• **WORK REQUIRED**: Pick out every line in the material below that contains the string "pocket", and copy each one unchanged.

# EXTRACTED DATA start

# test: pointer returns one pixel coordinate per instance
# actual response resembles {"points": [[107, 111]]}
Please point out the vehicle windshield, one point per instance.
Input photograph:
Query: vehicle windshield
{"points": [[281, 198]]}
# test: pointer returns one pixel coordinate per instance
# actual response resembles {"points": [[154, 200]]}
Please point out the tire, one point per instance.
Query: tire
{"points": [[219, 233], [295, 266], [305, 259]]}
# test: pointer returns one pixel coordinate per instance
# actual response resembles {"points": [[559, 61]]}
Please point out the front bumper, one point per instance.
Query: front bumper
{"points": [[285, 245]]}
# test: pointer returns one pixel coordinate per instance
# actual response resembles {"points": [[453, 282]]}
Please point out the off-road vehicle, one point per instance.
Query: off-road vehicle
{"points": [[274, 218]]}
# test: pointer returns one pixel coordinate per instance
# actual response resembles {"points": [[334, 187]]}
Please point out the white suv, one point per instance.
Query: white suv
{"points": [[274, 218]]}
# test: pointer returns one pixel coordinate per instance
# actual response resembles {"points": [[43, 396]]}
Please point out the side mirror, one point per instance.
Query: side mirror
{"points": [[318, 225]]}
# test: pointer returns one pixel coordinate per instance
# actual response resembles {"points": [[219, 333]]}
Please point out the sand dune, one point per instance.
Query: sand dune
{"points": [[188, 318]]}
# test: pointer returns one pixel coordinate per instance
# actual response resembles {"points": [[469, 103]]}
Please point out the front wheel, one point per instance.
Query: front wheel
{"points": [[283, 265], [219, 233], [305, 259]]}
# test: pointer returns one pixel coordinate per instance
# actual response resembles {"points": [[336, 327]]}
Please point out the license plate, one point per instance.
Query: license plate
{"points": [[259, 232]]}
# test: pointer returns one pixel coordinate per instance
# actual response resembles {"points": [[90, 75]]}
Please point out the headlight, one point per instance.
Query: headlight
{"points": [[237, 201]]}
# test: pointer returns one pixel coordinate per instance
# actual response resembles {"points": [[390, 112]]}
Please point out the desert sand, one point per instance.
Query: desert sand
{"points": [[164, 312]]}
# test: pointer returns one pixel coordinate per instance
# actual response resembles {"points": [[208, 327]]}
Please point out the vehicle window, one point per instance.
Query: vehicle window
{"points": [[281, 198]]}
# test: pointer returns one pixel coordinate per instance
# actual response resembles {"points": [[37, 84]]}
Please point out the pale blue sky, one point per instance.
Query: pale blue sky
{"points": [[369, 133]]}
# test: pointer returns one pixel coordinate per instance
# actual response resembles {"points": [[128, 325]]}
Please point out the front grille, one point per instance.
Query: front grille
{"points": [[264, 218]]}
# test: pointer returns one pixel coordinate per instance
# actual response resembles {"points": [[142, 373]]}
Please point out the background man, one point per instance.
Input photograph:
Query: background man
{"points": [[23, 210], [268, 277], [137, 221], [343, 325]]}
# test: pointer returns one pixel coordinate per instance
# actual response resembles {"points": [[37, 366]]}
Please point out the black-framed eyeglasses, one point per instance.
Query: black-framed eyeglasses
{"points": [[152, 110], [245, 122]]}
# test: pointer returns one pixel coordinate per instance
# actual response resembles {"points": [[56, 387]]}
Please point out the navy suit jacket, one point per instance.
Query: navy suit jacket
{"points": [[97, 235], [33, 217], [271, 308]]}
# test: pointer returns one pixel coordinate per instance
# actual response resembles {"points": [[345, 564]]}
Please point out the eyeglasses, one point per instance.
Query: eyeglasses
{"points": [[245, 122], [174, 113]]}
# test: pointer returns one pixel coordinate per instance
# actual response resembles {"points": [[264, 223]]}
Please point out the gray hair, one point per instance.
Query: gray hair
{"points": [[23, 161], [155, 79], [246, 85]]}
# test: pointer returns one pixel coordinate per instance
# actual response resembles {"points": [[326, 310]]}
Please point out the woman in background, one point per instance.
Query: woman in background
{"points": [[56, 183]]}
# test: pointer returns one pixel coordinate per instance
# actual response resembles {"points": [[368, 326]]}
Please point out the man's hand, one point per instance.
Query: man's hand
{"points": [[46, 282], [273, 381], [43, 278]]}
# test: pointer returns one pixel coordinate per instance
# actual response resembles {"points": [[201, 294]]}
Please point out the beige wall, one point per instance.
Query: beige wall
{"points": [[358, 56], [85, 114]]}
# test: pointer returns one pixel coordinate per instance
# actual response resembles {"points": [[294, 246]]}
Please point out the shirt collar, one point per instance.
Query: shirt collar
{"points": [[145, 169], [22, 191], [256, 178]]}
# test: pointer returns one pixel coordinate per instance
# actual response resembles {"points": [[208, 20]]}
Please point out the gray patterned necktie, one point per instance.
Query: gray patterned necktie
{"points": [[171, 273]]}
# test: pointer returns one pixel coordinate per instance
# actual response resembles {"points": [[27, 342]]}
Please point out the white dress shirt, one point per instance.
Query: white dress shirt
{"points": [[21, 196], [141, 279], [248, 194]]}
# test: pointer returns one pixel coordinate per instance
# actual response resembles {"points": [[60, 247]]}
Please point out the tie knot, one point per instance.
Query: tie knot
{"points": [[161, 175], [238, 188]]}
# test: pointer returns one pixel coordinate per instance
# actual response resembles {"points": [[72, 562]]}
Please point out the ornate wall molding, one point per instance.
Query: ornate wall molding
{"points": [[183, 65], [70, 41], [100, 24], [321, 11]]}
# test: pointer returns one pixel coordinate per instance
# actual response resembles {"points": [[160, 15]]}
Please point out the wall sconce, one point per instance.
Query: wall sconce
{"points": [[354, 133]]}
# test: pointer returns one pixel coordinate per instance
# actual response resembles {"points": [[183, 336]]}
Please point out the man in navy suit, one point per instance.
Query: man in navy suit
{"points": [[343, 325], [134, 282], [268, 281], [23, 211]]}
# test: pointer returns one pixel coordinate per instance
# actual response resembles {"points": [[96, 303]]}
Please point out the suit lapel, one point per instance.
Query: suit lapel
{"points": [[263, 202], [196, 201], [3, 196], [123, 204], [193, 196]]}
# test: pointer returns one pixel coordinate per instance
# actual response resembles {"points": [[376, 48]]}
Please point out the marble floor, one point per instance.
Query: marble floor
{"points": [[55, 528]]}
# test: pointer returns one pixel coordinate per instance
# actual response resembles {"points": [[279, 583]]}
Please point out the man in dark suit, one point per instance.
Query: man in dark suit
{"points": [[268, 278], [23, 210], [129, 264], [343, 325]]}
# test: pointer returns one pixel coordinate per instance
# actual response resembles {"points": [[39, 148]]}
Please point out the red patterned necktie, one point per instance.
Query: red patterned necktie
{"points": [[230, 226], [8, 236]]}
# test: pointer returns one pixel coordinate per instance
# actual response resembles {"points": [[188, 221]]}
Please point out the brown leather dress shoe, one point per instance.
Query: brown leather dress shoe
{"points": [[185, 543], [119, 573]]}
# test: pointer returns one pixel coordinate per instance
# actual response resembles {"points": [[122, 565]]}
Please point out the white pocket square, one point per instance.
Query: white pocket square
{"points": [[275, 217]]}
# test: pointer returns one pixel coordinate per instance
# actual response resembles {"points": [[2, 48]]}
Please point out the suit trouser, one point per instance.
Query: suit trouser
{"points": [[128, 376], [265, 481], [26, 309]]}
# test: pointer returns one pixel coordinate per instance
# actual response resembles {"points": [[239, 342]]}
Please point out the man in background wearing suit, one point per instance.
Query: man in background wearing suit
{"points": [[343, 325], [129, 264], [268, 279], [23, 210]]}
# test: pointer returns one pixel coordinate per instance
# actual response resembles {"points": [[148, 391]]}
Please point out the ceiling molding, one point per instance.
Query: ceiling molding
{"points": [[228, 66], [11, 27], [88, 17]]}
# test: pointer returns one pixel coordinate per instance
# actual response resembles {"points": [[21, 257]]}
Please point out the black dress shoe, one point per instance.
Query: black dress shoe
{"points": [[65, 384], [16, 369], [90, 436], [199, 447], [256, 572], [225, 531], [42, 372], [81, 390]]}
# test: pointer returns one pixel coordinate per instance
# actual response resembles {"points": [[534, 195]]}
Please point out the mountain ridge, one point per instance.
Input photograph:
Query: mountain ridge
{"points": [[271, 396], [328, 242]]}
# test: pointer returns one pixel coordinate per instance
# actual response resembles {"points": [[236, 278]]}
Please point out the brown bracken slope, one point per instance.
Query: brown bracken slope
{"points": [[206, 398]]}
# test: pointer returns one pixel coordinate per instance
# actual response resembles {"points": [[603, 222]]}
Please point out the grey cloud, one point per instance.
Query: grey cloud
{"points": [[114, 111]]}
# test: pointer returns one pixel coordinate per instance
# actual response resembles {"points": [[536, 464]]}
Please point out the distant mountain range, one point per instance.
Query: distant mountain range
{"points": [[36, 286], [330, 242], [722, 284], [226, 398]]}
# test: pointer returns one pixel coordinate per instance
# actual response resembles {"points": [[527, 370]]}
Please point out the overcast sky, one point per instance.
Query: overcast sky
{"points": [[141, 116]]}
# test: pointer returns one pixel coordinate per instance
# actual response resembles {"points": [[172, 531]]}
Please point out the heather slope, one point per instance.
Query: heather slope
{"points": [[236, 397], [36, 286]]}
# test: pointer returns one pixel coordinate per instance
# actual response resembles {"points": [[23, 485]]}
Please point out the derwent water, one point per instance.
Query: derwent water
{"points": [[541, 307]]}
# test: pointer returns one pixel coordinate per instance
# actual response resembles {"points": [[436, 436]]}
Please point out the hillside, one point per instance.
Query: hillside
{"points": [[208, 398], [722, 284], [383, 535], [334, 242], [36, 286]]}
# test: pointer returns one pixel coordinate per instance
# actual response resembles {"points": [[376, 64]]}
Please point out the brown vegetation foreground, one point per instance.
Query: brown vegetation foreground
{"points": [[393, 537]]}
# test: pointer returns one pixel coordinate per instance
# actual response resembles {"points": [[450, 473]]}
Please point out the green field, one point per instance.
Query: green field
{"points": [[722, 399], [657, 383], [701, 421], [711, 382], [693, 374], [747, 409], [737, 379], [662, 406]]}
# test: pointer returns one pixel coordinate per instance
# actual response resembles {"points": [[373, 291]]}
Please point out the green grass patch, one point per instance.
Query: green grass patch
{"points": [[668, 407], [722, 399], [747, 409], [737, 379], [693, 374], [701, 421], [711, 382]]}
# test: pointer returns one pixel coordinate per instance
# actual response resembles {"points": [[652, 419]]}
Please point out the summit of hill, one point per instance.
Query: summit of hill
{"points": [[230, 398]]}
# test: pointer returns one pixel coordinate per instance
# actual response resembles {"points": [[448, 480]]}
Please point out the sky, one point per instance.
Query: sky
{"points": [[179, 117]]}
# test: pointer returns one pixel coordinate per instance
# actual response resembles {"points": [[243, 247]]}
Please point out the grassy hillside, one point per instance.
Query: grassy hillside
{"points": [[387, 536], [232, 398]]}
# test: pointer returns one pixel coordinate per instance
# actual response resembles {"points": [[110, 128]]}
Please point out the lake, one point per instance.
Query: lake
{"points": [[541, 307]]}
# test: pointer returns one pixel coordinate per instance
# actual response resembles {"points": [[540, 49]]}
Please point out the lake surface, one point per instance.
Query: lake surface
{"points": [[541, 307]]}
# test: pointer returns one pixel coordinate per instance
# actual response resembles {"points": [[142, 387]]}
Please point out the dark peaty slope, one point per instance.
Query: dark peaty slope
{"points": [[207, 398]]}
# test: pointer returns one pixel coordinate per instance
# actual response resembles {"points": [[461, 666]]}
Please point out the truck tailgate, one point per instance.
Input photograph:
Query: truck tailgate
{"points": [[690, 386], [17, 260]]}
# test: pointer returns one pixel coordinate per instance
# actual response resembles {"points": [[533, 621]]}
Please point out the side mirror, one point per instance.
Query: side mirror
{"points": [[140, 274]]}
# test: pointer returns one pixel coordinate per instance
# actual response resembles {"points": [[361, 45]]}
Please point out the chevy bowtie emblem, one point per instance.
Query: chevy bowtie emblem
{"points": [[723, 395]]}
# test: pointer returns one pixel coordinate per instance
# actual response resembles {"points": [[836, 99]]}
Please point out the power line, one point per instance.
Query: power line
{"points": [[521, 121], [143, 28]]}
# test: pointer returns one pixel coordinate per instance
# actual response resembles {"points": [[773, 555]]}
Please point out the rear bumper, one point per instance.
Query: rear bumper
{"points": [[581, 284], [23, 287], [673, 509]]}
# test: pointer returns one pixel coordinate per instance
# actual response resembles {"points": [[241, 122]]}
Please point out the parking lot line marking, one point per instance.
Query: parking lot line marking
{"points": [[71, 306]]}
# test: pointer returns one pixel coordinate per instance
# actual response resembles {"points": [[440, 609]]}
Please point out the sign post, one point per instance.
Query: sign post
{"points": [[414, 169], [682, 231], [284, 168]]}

# EXTRACTED DATA end

• **THE COMPLETED TASK**:
Please point out the white pocket square, one point per instance.
Query: white pocket square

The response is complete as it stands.